Document section:
Writers are weird.
We invent whole people out of thin air, and create complex worlds of mystery, magic, action, twists, and romance… and then we hate ourselves because the first draft isn’t perfect. We pour our guts on the page, and then beat ourselves up over the mess.
Why are we like this?
I’ve had some pretty brutal criticisms in my life, but I’ve never had feedback more harsh than the kind I give myself. I’m the type of writer who, when someone compliments my script, just assumes they’re being polite.
Because I’m the worst. The script is a mess. It’s sloppy. There’s bad exposition. One scene I had to rush. The stakes are unclear, the characters are boring, the dialogue is flat — if only I were a good writer...
My Inner Critic is ever-present, outspoken, and a demanding, judgmental @$$#*%&.
And from what I can tell, I’m not the only writer who has one. So let’s discuss.

Excerpts of labeled region data
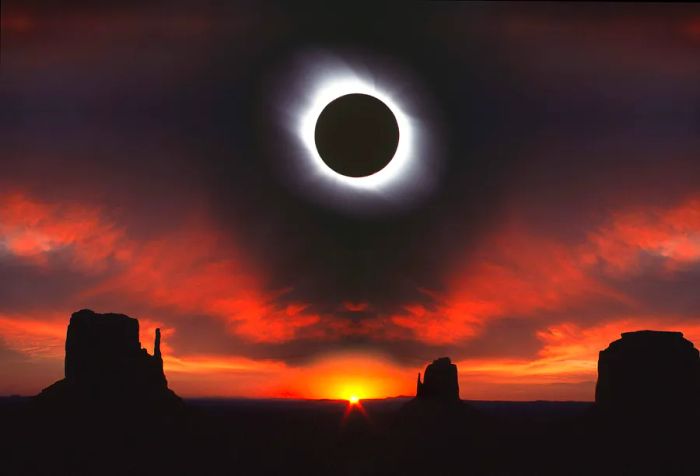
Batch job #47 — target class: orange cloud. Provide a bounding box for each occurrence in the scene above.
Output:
[0,193,319,342]
[391,196,700,344]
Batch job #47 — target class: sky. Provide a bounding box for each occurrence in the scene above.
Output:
[0,2,700,400]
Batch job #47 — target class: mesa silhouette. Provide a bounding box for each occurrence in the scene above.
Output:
[0,310,700,476]
[37,309,182,412]
[595,330,700,417]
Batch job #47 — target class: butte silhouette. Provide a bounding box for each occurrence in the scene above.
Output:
[595,331,700,417]
[36,309,182,413]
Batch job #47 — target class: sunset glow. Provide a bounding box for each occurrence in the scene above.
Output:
[0,2,700,404]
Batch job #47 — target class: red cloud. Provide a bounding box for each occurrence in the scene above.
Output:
[391,196,700,344]
[0,193,319,342]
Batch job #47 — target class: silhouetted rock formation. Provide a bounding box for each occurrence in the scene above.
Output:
[596,331,700,415]
[37,309,181,411]
[416,357,459,401]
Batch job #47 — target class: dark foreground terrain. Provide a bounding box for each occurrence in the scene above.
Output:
[0,397,700,475]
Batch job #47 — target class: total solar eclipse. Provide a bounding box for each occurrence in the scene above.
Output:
[314,93,399,177]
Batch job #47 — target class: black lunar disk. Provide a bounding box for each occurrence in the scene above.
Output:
[315,94,399,177]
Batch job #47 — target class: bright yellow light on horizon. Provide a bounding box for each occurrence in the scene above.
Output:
[300,353,415,403]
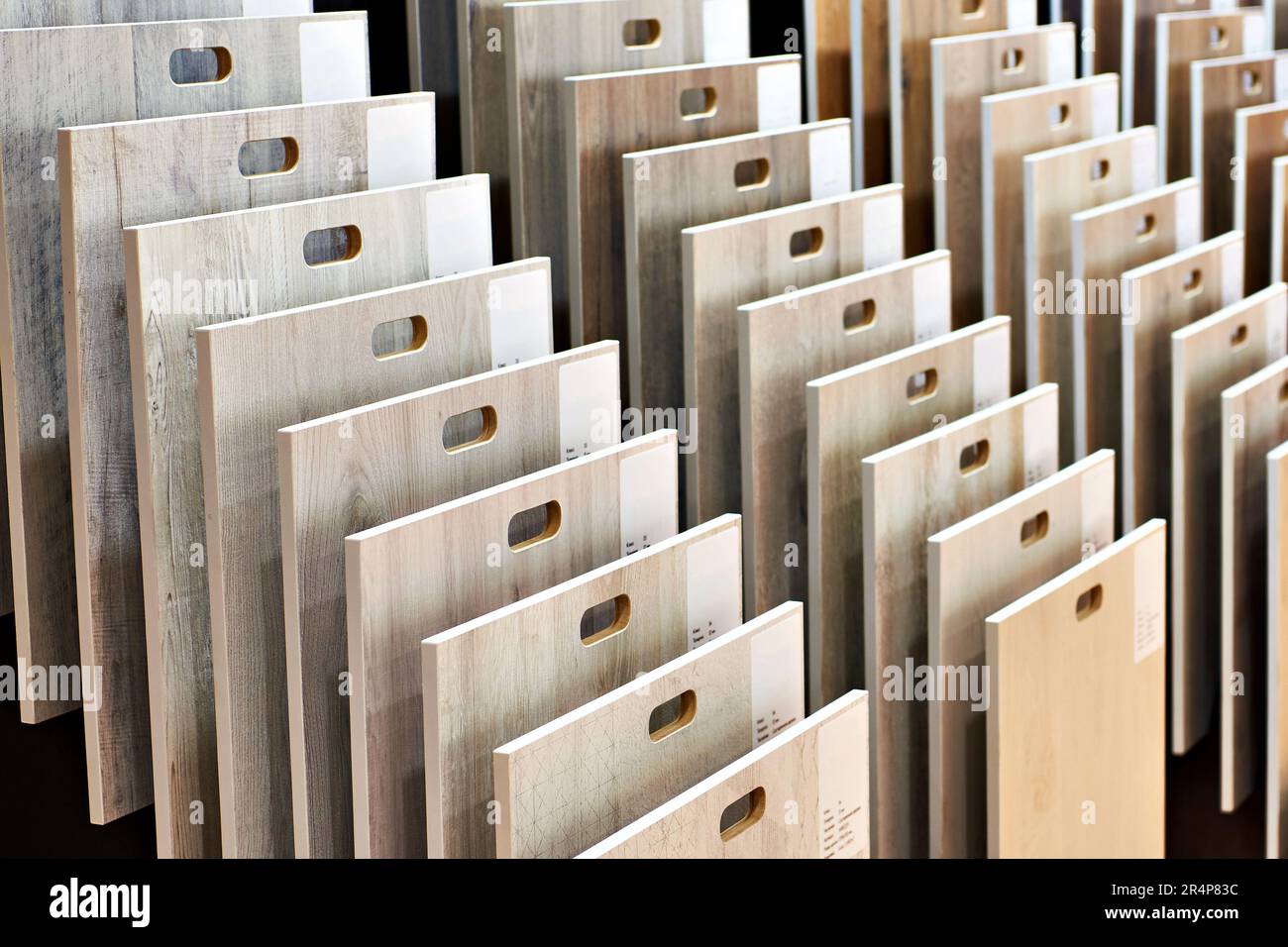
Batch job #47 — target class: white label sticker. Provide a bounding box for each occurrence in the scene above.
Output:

Set of tasks:
a - The piece on writers and their inner critic names what writers build their complex worlds out of. List every one of those things.
b - From the piece on writers and their inner critic, write out the part that opens with the words containing "Writers are weird." and closes with "over the mess.".
c - Extend the piece on writers and their inner critic, starting after its final sentence.

Answers in order:
a -
mystery
magic
action
twists
romance

b -
Writers are weird.
We invent whole people out of thin air, and create complex worlds of mystery, magic, action, twists, and romance… and then we hate ourselves because the first draft isn’t perfect. We pour our guts on the page, and then beat ourselves up over the mess.

c -
The Bully in Your Brain
I have some theories on the nature of our constant mental spiral — where the psychosis comes from, and why it’s so hard to shake. I’ve done some (minimal) research in preparation for writing this — but I’m curious to hear what you think. Maybe I’m missing something!
In no particular order:
Your Drive to Survive: Our brains are hardwired to find and fix mistakes. This isn’t unique to writers — it’s an evolutionary survival mechanism. For most of human history, this meant, “Don’t eat that, that’s poison, Brenda.” Nowadays, it’s, “You missed a typo, you absolute potato.”
There’s a part of your brain — your anterior cingulate cortex — that lights up when you make mistakes, especially social ones. Evolution trained it to see failure as danger. It doesn’t know the difference between a lion and a lukewarm script note… (What a moron.)
Upbringing & Conditioning: If you grew up being praised only for achievements, or criticized harshly for failure, you may have internalized the idea that your worth is conditional. That you are what you produce.
So you start scanning for flaws — not to improve, but to justify the feeling that you don’t deserve to be loved.
For anyone who needs to hear it: your worth is not conditional. You are more than what you produce.
Comparison Culture: Social media is just the worst (he says, on a social media platform) — we are inundated with everyone else’s highlight reels, while we’re stuck watching our raw footage. Or, we’re reading polished drafts while haunted by our own terrible vomit-pass.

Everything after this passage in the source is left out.